-- Opening Marker --

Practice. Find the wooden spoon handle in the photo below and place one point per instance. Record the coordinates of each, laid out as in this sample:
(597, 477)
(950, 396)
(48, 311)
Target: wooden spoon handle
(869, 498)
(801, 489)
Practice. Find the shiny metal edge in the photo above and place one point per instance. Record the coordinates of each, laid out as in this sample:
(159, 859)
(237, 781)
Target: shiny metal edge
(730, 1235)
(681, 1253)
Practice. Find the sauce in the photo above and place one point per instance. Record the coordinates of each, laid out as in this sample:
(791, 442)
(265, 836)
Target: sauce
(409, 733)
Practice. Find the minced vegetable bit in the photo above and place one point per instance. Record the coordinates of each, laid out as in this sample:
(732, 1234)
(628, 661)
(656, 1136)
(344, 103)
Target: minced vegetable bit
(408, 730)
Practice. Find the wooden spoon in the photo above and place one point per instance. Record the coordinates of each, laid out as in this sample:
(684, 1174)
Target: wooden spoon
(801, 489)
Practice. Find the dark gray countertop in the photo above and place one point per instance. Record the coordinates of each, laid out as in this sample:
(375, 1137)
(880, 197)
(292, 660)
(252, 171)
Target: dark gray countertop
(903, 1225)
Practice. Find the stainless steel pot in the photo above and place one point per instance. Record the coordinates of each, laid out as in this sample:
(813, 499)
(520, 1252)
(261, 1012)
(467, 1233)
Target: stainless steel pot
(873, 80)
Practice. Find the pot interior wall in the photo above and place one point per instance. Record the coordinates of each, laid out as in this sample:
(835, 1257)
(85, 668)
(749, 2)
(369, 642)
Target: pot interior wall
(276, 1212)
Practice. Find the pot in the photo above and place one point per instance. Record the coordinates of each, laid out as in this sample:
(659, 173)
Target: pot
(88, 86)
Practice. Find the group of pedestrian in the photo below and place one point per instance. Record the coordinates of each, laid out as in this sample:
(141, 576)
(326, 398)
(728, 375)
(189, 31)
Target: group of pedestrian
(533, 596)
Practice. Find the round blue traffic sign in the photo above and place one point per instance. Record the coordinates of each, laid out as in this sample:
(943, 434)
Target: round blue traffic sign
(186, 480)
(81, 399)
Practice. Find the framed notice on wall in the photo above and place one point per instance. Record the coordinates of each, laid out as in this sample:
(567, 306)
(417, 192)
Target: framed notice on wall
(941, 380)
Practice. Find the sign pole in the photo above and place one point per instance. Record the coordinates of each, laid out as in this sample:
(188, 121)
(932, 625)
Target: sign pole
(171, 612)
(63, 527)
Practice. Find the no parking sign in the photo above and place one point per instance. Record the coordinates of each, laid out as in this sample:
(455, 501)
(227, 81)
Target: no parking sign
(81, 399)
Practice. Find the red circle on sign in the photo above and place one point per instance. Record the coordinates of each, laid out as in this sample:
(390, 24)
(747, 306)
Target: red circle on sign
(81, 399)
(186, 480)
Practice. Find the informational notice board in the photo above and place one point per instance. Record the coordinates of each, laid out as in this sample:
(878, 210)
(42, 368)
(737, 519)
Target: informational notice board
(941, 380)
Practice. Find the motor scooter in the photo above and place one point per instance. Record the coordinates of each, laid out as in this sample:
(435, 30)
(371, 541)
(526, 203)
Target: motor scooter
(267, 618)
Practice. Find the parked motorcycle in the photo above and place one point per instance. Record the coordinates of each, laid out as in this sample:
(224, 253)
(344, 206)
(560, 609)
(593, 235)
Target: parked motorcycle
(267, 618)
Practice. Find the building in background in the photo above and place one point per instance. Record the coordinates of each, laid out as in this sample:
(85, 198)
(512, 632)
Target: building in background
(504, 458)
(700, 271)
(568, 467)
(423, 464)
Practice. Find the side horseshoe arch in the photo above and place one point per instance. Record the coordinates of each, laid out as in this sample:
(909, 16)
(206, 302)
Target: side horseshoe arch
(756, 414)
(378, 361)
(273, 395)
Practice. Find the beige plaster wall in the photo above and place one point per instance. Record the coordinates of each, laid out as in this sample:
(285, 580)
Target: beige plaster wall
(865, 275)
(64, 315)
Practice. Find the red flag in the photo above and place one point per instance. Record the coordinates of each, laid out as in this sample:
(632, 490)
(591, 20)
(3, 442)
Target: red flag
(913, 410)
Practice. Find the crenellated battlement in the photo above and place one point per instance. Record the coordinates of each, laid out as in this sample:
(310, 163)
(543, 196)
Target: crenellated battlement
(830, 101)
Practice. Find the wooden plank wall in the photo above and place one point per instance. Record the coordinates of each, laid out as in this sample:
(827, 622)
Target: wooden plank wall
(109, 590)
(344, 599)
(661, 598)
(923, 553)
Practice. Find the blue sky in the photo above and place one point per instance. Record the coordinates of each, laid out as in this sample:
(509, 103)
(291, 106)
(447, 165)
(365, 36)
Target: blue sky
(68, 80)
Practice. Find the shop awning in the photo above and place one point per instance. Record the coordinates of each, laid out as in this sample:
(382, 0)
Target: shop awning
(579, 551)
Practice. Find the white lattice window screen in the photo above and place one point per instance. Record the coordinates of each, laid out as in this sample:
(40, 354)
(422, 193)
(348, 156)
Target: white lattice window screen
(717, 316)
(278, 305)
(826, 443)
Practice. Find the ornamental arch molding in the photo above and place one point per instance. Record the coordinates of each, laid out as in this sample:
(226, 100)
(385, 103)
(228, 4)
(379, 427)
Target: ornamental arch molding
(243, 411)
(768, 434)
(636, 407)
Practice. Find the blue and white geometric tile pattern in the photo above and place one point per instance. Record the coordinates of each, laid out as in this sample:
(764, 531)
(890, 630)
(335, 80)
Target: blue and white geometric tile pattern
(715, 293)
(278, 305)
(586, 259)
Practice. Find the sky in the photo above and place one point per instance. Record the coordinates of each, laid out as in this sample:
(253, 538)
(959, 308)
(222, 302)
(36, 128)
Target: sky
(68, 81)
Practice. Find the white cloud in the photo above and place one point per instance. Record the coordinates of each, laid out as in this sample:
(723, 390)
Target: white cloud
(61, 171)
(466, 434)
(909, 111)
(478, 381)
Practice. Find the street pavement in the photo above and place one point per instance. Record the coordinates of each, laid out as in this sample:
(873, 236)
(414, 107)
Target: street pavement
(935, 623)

-- Closing Marker --

▶ **Exercise objective**: Copy out every entry again, exactly as it was given.

▶ **Solution to this exercise**:
Practice. Find the wooden spoon handle in the photo below and place one point per instance. Record the coordinates of each, laid out as in this sample:
(597, 477)
(950, 396)
(48, 311)
Target: wooden spoon handle
(869, 498)
(801, 489)
Practice. Find the shiny metal edge in the photo above and place one point per instance. Record the coordinates of each, laid out as in this sample:
(159, 859)
(237, 781)
Target: shiny metal edge
(730, 1235)
(681, 1253)
Practice. Find the sauce in the photo above and place one point per instance. Record the coordinates of each, laid out as in this sample:
(791, 442)
(265, 836)
Target: sauce
(409, 733)
Practice. Find the minced vegetable bit in the photo above and place one point per instance. Record the coordinates of each, laid out as in this sample:
(732, 1234)
(628, 661)
(656, 1136)
(344, 103)
Target: minced vegetable bit
(408, 730)
Practice. Find the wooden spoon in the photo above and place one point per instance. Record the coordinates of each, laid out as in this sample:
(684, 1174)
Target: wooden spoon
(801, 489)
Practice. Find the dark gray countertop in the photo above and place one point per instance. Record the coordinates of each, laid out as in this sample:
(375, 1137)
(880, 197)
(292, 660)
(252, 171)
Target: dark gray countertop
(903, 1225)
Practice. Find the stainless steel pot in the photo above and place one point per instance. Record the coordinates of each, laid out as in this sample:
(813, 499)
(520, 1252)
(261, 1012)
(467, 1233)
Target: stainless steel pot
(873, 80)
Practice. Find the pot interior wall in the photo above and place one point per instance. Record the coordinates of each, laid out as in this sample:
(835, 1257)
(85, 668)
(749, 2)
(369, 642)
Target: pot interior wall
(276, 1212)
Practice. Find the pot in the photo above and place one point per instance. Record the coordinates of each, laid out as in this sample:
(659, 173)
Target: pot
(88, 86)
Practice. Find the group of pedestrian in the photo below and place one point per instance. Record the coordinates of each, laid out as in this sample:
(141, 576)
(326, 398)
(728, 375)
(189, 31)
Target: group of pedestrian
(533, 596)
Practice. Find the round blue traffic sign in the photo above and place one point per instance. Record the coordinates of each, laid out as in this sample:
(943, 434)
Target: round blue traffic sign
(186, 480)
(81, 399)
Practice. Find the framed notice on wall in the photo above and place one point per instance. Record the coordinates of each, laid out as in this sample:
(567, 306)
(417, 192)
Target: framed notice on wall
(941, 380)
Practice. Find the sign pole in the photo above and place one point per instance. Record the coordinates of each, laid out as in this sample:
(188, 121)
(932, 625)
Target: sign pole
(171, 612)
(63, 527)
Practice. Find the no parking sign in the photo above and place one point per instance. Record the coordinates of each, laid out as in this sample:
(455, 501)
(227, 81)
Target: no parking sign
(81, 399)
Practice. Find the red circle on sign in the photo above and place one point per instance. Record the coordinates of each, laid out as in this sample:
(390, 24)
(747, 306)
Target: red circle on sign
(81, 399)
(186, 480)
Practice. Find the informational notice board in the photo above and place one point per instance. Record the coordinates of each, laid out as in this sample:
(878, 210)
(42, 368)
(737, 519)
Target: informational notice board
(941, 380)
Practice. Find the motor scooter in the photo above and place one point per instance. Record the coordinates of each, laid out as in this sample:
(435, 30)
(371, 541)
(526, 203)
Target: motor scooter
(267, 618)
Practice. Find the parked motorcycle in the photo above and place one point per instance. Record the coordinates of each, laid out as in this sample:
(224, 253)
(344, 206)
(560, 609)
(593, 235)
Target: parked motorcycle
(267, 618)
Practice. Find the building in background in the photo above and place one point per instance. Record the coordinates of each, laid out as in this sample:
(85, 198)
(512, 632)
Target: building in background
(504, 458)
(700, 271)
(568, 467)
(423, 464)
Practice. Find the side horseshoe arch in the photo above and place one point per instance. Record the coordinates of each, laid out as in this sample:
(909, 16)
(206, 302)
Target: side horseshoe arch
(756, 414)
(378, 361)
(273, 395)
Practice. Find the beige plaster wall in the photo above and place one point per instance. Record the coordinates of each, laid out as in this sample:
(285, 580)
Target: beige plaster wall
(865, 275)
(64, 315)
Practice. Find the red flag in the photo above and place one point per instance. Record the coordinates of each, laid out as in this sample:
(632, 490)
(591, 20)
(3, 442)
Target: red flag
(913, 410)
Practice. Find the crenellated battlement in the photo above and place one point per instance. Record the coordinates of each, laid out as in this sample:
(310, 163)
(543, 196)
Target: crenellated battlement
(830, 101)
Practice. Find the wooden plank wall in the photo above and place one point per instance. Record the coordinates of each, laid out as in this sample:
(827, 622)
Target: wooden plank wall
(109, 590)
(344, 599)
(661, 598)
(923, 553)
Practice. Find the blue sky in the photo above and place one point per instance. Record the coordinates of each, laid out as in this sample:
(509, 103)
(291, 106)
(447, 165)
(365, 36)
Target: blue sky
(68, 80)
Practice. Find the shop awning in the photo above and place one point per instance. Record the coordinates of each, laid out as in this sample:
(382, 0)
Target: shop awning
(579, 551)
Practice. Find the white lattice window screen in the photo above and place one point per instance. Record the coordinates of each, laid out as in this sample:
(40, 354)
(422, 193)
(348, 156)
Target: white lattice window screen
(717, 316)
(278, 305)
(826, 443)
Practice. Find the ornamental arch molding in the photo above and place one point per instance. Record the coordinates of each, laid out as in this sample:
(226, 100)
(385, 103)
(228, 4)
(379, 427)
Target: ornamental arch molding
(243, 411)
(768, 434)
(636, 407)
Practice. Find the blue and white geometric tile pattern in the photo above and place one point per instance. Record the coordinates of each, laid out as in this sample:
(764, 531)
(890, 630)
(335, 80)
Target: blue and white geometric tile pattern
(715, 293)
(278, 305)
(586, 259)
Practice. Find the sky in the photo above and place one point per instance. Record the coordinates of each, laid out as in this sample:
(253, 538)
(959, 308)
(222, 302)
(36, 128)
Target: sky
(68, 81)
Practice. Find the white cloud in the photo above and place one point per instance. Record the coordinates of each, laid out as in this sample:
(723, 390)
Target: white cloud
(61, 171)
(466, 434)
(909, 111)
(478, 381)
Practice. Find the street pavement in the photo above and place one point per instance. Record the coordinates of each, laid out as in this sample:
(873, 236)
(414, 107)
Target: street pavement
(935, 623)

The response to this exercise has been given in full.